[Stored data entries]
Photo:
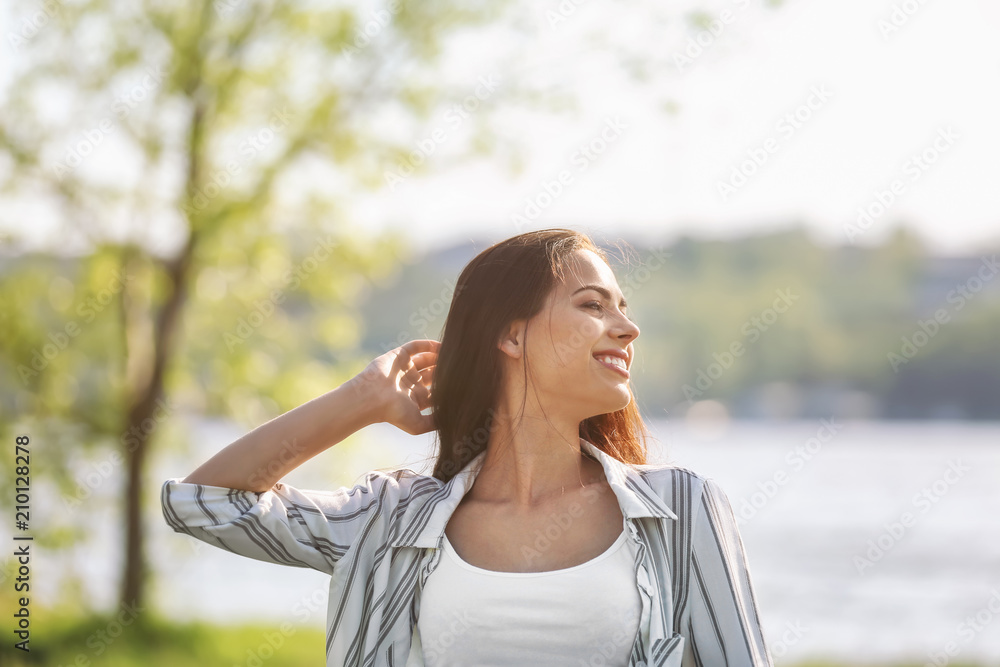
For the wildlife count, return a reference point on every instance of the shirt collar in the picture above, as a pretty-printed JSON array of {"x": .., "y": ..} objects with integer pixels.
[{"x": 635, "y": 497}]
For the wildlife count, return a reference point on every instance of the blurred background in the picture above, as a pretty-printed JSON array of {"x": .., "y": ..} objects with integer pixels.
[{"x": 213, "y": 212}]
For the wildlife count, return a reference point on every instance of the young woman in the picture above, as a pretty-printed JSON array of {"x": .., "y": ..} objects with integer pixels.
[{"x": 542, "y": 536}]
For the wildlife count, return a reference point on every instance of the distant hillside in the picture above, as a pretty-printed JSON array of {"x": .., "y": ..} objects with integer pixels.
[{"x": 883, "y": 332}]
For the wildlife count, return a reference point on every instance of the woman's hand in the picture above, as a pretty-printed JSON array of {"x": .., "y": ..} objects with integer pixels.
[{"x": 398, "y": 385}]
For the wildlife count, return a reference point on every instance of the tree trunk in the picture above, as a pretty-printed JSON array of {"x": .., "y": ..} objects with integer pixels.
[{"x": 141, "y": 423}]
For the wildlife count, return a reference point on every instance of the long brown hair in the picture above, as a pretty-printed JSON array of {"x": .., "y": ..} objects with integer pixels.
[{"x": 508, "y": 281}]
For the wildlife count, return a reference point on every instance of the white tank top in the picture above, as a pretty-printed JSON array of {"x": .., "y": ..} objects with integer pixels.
[{"x": 587, "y": 614}]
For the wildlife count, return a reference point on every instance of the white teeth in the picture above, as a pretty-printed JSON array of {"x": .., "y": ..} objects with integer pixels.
[{"x": 617, "y": 361}]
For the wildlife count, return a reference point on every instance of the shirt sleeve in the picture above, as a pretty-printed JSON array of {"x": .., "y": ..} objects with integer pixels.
[
  {"x": 724, "y": 624},
  {"x": 282, "y": 525}
]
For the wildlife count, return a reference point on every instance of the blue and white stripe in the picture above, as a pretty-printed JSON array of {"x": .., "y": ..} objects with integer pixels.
[{"x": 380, "y": 540}]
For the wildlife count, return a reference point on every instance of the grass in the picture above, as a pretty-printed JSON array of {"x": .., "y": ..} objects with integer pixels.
[
  {"x": 64, "y": 639},
  {"x": 59, "y": 639}
]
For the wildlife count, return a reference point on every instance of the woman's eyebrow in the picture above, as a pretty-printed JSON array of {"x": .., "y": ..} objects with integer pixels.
[{"x": 603, "y": 292}]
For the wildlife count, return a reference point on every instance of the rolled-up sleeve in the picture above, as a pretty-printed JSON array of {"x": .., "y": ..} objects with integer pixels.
[
  {"x": 724, "y": 624},
  {"x": 284, "y": 525}
]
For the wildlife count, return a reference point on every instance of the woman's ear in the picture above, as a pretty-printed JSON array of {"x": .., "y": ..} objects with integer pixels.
[{"x": 512, "y": 342}]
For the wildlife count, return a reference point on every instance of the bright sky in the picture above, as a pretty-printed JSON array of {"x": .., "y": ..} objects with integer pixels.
[
  {"x": 888, "y": 100},
  {"x": 867, "y": 101}
]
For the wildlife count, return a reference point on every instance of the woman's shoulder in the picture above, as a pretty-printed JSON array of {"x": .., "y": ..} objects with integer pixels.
[
  {"x": 662, "y": 471},
  {"x": 668, "y": 480}
]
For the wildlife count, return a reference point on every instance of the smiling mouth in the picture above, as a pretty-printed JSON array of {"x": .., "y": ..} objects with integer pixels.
[{"x": 618, "y": 369}]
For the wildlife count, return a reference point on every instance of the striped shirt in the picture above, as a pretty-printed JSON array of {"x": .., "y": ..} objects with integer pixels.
[{"x": 380, "y": 540}]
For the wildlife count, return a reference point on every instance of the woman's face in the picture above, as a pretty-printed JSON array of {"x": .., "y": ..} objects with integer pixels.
[{"x": 583, "y": 319}]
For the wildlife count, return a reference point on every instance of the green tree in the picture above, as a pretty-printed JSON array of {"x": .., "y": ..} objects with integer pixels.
[{"x": 194, "y": 155}]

# WHAT IS EXPECTED:
Beginning from the line that contains "the woman's face", give each line again exactly, through the final line of the records.

# SOLUTION TO THE EXERCISE:
For the wildlife count, return a reference point on every instance of the woman's face in the picture above, as a pretty-printed JSON array of {"x": .., "y": ..} objects with integer pixels.
[{"x": 583, "y": 319}]
For the wildlife count, return a reference point on every instance of the green tree in the picture above, as a pretty-printed JSON array of {"x": .., "y": ..} objects with integer pixels.
[{"x": 194, "y": 155}]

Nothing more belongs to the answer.